■ Your task
How many lines in the rows below contain the string "segment" when case counts? Reply with the number alone.

[Contour labeling rows]
▽
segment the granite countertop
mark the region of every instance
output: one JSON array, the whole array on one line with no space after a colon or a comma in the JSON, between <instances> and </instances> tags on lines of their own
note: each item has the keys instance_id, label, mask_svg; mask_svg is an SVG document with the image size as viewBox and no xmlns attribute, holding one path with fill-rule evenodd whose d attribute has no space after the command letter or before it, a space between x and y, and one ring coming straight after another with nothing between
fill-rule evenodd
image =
△
▽
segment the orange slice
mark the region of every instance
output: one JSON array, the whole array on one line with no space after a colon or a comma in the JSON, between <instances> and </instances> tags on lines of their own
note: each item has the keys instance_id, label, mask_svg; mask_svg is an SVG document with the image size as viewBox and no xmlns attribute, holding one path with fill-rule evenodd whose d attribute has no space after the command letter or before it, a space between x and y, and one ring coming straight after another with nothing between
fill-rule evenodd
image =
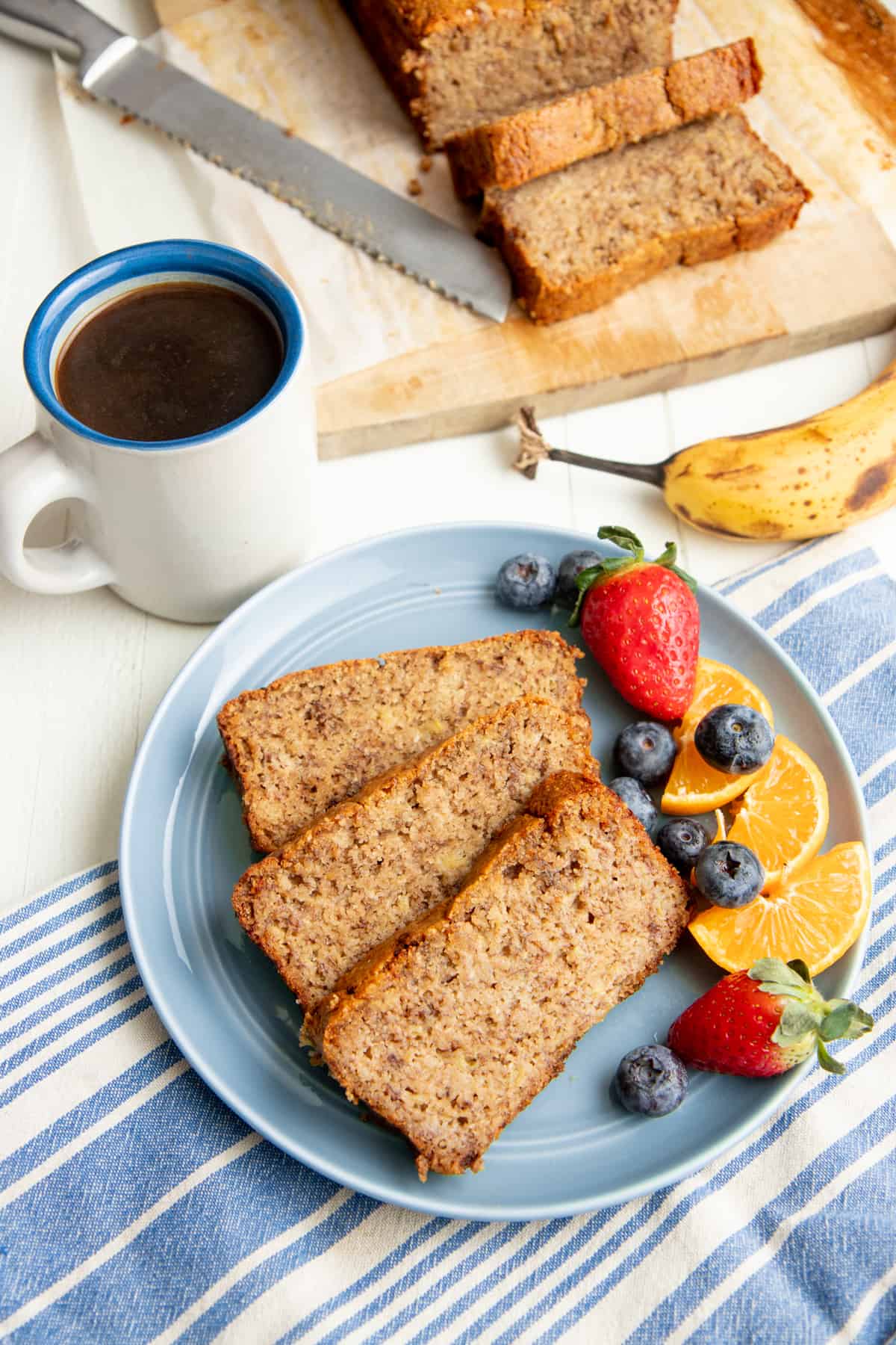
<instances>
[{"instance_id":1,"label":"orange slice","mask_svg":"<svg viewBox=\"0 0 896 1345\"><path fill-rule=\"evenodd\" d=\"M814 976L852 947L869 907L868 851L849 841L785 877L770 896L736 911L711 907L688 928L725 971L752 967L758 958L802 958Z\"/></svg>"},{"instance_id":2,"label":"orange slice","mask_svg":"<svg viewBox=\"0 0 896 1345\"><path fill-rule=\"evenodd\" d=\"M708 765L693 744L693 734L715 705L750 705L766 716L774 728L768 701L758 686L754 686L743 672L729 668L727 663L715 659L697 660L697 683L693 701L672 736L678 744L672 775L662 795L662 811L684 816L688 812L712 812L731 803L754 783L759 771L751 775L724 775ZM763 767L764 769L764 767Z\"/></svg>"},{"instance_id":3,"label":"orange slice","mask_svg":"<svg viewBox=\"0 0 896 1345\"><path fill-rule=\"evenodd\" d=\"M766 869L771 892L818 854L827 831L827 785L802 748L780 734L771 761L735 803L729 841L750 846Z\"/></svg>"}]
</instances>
△
▽
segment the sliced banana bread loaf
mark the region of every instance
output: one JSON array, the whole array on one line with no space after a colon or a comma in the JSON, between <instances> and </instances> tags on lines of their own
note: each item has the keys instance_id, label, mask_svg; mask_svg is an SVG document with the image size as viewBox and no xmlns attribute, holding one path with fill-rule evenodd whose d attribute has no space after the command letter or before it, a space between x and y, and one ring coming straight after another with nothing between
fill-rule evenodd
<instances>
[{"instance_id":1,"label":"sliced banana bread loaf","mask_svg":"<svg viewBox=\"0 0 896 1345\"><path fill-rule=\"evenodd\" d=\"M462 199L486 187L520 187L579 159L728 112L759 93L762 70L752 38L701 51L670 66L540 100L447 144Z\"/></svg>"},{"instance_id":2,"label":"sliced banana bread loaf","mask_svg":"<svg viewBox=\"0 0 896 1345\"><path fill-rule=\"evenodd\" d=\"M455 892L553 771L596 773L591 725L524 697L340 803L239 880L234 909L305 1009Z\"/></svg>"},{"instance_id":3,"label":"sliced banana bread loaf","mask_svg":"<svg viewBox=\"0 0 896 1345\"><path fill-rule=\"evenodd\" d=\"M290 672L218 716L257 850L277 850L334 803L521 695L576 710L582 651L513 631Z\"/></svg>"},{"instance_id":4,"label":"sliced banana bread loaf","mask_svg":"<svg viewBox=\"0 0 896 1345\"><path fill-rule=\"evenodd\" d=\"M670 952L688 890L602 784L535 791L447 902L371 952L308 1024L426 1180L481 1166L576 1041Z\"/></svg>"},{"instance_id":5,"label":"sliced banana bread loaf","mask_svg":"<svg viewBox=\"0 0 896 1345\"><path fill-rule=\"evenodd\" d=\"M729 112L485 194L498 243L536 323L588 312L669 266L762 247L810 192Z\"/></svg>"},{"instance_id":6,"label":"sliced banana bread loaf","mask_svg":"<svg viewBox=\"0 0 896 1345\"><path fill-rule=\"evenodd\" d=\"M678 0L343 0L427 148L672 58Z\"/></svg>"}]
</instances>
△
■ Written response
3